## Texto fornecido
###

A dimensão do espaço-tempo na cultura digital
Massimo Canevacci, professor visitante do IEA |
Segundo o antropólogo Massimo Canevacci, a cultura digital desafia a clássica distinção entre espaço e tempo ao promover o sincretismo entre essas duas dimensões e romper com o pensamento dualista hegemônico. O professor visitante do IEA falou sobre o tema na última conferência da Intercontinental Academia (ICA), realizada no dia 27 de abril.
A exposição se concentrou na noção de "ubiquitempo", neologismo criado por Canevacci para definir, do ponto de vista etnográfico, "as experiências descentradas e não-lineares de espaço-tempo" favorecidas pela comunicação digital contemporânea.

###

## Trecho de dados
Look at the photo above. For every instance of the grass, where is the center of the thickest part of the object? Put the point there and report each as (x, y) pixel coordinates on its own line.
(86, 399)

###

## Tarefa solicitada 1
Segundo o texto sobre espaço-tempo na cultura digital, em que dia foi realizada a última conferência da Intercontinental Academia?
## Tarefa solicitada 2
Reproduza sem alterações o trecho do texto sobre espaço-tempo na cultura digital que começa nas palavras "A exposição se" e termina após "comunicação digital contemporânea.".
## Tarefa solicitada 3
Dê sequência ao texto sobre espaço-tempo na cultura digital a partir de onde ele para.

## Resposta da tarefa 1
Em 27 de abril.

## Resposta da tarefa 2
A exposição se concentrou na noção de "ubiquitempo", neologismo criado por Canevacci para definir, do ponto de vista etnográfico, "as experiências descentradas e não-lineares de espaço-tempo" favorecidas pela comunicação digital contemporânea.

## Resposta da tarefa 3
UbiquidadeDe acordo com ele, a concepção de ubiquitempo combina três conceitos centrais: simultaneidade, "uma estética feita de fragmentos entre metrópole e tecnologia", tal como defendia o movimento artístico futurista; cronotopo, elaborado pelo filósofo Mikhail Bahktin para demarcar a relação dialógica entre o horizonte espacial e o temporal, que "se tornou essencial no desenvolvimento da polifonia literária"; e ubiquidade, metáfora que expressa a possibilidade de estar em qualquer lugar ao mesmo tempo graças ao potencial de conexão em escala global das redes digitais.
A definição de caráter metafórico proposta por Canevacci estende o alcance da ubiquidade para o mundo material da vida cotidiana, expandindo "a presença de todos os seres humanos ou divinos a todos os lugares". Na avaliação do antropólogo, a ubiquidade é um conceito-chave na cultura digital, pois "caracteriza as relações humanas e não-humanas de espaço-tempo na Internet". Ele lembrou que a definição tradicional do termo tem matriz teológica e está ligada à ideia de uma divindade onipresente, invisível e inescapável, que observa tudo e todos: "Deus sabe tudo e julgará você", resumiu.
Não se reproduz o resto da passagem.